■ What is needed: Filter the entries below, copying out each line that contains the word "dark". The match is case-sensitive.

--- start of Given information ---

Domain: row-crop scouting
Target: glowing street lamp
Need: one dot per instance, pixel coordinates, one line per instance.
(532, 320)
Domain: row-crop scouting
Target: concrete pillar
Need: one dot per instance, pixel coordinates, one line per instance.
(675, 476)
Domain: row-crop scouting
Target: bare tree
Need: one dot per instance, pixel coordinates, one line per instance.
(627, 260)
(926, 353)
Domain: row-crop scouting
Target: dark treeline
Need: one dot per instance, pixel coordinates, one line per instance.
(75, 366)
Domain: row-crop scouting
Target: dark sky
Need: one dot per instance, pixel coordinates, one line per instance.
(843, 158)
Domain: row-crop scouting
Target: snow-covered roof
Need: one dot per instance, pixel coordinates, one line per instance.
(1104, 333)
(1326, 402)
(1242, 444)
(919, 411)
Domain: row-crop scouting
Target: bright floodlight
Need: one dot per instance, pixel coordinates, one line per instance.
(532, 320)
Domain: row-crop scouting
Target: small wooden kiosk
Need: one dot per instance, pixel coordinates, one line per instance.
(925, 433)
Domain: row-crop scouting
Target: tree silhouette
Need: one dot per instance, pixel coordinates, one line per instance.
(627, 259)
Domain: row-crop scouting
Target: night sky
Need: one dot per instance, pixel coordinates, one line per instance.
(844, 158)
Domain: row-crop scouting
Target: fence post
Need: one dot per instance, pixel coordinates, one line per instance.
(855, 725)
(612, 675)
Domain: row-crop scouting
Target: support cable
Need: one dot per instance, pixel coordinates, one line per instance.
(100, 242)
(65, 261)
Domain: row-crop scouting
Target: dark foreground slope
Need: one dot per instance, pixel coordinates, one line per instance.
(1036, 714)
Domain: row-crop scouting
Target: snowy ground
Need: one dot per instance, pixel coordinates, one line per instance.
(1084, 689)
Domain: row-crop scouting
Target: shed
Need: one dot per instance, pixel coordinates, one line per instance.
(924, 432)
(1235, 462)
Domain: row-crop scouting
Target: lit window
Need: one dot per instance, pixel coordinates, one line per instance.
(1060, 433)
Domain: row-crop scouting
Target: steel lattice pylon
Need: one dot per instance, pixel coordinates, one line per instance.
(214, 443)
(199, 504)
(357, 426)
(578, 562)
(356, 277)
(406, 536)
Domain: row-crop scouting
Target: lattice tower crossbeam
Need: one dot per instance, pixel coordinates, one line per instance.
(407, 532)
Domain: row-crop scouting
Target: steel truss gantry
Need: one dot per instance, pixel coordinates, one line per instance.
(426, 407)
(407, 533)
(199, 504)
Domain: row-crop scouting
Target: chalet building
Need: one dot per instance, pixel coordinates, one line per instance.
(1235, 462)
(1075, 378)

--- end of Given information ---
--- start of Given information ---

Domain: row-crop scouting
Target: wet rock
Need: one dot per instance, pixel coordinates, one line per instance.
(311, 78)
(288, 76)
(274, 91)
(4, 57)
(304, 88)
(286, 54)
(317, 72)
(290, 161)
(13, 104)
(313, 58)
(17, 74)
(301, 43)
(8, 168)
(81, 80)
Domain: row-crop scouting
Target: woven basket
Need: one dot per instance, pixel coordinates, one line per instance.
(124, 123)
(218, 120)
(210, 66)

--- end of Given information ---

■ Solution for this problem:
Target: dark treeline
Target: dark sky
Target: dark foreground slope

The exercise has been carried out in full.